───── SOURCE DATA ─────

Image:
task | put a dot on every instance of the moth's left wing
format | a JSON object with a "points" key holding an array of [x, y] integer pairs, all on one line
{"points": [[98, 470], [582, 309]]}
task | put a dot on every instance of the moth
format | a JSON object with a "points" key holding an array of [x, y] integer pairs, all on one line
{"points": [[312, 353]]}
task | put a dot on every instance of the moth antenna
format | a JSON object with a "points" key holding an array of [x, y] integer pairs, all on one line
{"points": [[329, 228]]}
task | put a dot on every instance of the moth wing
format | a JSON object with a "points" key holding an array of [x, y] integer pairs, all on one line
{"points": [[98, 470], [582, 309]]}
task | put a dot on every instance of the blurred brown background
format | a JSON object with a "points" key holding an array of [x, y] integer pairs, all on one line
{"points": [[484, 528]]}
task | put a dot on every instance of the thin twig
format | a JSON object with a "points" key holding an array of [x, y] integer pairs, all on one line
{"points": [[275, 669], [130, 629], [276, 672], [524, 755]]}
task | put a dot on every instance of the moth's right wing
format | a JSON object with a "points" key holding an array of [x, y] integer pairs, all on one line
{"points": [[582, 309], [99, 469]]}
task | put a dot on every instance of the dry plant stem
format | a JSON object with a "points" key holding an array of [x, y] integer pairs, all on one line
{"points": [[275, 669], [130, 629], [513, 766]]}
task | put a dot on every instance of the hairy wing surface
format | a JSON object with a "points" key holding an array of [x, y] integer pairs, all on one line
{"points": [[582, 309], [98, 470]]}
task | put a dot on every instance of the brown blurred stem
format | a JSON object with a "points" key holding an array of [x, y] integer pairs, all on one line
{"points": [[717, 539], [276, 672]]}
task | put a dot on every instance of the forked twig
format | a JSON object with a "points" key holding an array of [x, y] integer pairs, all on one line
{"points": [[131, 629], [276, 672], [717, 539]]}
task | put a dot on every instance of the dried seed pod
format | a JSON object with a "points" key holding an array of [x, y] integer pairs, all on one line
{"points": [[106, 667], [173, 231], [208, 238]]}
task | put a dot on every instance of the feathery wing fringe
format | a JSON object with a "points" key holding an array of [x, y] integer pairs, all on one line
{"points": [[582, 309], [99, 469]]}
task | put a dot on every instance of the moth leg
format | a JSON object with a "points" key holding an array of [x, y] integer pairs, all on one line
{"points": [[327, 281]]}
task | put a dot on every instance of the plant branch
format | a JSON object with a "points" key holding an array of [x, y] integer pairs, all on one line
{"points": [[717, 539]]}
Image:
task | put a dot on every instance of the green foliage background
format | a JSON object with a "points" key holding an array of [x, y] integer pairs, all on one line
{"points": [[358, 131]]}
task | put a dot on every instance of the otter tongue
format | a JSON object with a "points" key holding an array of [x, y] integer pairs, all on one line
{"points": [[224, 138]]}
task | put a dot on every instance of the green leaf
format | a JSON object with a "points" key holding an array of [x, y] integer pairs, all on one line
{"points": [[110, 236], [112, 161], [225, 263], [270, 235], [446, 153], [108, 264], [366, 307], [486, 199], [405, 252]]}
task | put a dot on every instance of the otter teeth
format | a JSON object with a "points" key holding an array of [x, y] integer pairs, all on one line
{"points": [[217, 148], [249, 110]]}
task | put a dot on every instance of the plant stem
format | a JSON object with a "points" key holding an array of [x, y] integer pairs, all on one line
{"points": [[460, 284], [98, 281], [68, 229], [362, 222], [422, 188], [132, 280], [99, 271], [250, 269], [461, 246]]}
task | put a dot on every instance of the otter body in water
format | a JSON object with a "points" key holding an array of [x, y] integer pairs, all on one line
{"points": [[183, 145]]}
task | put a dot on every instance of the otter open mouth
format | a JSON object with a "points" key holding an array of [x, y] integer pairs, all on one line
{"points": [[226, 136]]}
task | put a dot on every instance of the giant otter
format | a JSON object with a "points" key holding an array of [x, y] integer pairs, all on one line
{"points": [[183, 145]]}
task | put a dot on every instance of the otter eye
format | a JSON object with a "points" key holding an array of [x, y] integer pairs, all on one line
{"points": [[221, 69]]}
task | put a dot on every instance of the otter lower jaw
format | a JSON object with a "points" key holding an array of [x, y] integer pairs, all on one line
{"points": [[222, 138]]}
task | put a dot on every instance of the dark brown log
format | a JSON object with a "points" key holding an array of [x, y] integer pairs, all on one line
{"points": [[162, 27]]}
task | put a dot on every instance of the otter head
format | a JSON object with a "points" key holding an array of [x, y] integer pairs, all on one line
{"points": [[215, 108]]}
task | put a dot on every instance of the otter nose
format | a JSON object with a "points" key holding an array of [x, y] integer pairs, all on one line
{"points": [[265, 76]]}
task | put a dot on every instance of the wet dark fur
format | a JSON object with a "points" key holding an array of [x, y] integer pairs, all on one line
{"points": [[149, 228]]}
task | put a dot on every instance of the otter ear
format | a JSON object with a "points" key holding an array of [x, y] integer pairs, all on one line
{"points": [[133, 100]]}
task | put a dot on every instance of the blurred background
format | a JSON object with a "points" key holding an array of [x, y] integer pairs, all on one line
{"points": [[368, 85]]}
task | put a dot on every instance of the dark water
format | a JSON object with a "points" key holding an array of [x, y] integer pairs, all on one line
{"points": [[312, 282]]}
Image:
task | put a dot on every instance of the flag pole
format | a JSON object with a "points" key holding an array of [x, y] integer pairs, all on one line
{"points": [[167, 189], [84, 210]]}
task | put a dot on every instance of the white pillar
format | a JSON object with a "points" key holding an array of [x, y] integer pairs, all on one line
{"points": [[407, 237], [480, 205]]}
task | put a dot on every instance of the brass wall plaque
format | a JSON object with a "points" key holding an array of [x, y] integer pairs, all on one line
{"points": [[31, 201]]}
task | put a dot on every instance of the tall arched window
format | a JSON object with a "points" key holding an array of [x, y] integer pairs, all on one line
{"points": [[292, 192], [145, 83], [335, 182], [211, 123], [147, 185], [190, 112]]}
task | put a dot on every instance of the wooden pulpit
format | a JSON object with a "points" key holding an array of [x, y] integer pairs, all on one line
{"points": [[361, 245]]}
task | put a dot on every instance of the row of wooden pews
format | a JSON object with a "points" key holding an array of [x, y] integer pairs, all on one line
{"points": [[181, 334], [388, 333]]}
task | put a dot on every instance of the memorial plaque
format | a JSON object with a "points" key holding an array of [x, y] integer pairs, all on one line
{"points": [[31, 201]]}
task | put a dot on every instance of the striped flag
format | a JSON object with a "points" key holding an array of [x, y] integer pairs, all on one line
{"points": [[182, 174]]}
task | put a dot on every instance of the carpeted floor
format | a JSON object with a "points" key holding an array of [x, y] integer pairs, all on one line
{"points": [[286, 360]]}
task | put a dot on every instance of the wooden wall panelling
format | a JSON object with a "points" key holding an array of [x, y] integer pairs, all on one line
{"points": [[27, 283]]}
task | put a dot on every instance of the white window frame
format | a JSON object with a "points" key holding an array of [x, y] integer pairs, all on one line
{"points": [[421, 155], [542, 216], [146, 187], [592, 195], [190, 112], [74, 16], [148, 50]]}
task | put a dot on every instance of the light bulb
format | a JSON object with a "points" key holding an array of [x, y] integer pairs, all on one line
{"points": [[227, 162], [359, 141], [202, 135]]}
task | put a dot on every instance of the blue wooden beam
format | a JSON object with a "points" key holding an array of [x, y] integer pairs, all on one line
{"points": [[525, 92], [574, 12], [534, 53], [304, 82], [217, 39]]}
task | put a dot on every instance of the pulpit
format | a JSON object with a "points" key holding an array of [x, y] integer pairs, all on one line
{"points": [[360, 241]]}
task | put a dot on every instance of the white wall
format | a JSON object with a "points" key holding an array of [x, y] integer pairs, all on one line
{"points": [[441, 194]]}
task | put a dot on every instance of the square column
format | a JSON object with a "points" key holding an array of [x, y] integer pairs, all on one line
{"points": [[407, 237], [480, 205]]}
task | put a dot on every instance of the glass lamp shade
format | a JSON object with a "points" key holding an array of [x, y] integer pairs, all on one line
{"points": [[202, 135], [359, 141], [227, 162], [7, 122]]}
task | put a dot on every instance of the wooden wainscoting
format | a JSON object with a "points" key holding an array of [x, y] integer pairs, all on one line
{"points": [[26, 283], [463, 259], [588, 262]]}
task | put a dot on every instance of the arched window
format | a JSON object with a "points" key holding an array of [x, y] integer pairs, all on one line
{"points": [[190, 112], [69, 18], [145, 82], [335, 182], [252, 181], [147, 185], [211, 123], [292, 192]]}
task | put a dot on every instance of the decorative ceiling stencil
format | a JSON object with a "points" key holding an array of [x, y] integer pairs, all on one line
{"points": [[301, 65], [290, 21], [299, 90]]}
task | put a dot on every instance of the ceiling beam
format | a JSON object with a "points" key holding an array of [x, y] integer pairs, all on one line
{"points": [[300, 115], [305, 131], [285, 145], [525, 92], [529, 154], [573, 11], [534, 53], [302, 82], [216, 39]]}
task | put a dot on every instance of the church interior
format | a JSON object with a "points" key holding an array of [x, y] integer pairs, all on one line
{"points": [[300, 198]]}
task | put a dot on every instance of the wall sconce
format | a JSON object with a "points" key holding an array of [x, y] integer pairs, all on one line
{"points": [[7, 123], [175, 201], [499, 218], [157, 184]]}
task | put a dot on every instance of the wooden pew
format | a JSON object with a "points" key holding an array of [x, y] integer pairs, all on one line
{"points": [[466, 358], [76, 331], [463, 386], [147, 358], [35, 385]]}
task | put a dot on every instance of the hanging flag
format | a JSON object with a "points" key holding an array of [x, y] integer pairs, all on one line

─────

REQUIREMENT
Would you give again, word for word, every line from the one with "task | put a dot on every instance of the church" through the final line of the listing above?

FULL OUTPUT
task | put a dot on every instance of the church interior
format | a JSON object with a "points" key holding an array of [x, y] integer pairs, all on one line
{"points": [[300, 198]]}
task | put a dot on every instance of the wall sconce
format | a JSON object with a "points" key holding an array of [x, y] integer pairs, all on one line
{"points": [[7, 123], [175, 201], [499, 218], [157, 184]]}
task | put a dot on every instance of the wooden pew
format | a JSON object with a "points" key holding an array of [x, y] integer pairs, all on one line
{"points": [[466, 358], [76, 331], [463, 386], [147, 358], [35, 385]]}
task | put a dot on every instance of the hanging flag
format | a JSON object with a "points" key holding an array of [x, y] integer pairs, all on one line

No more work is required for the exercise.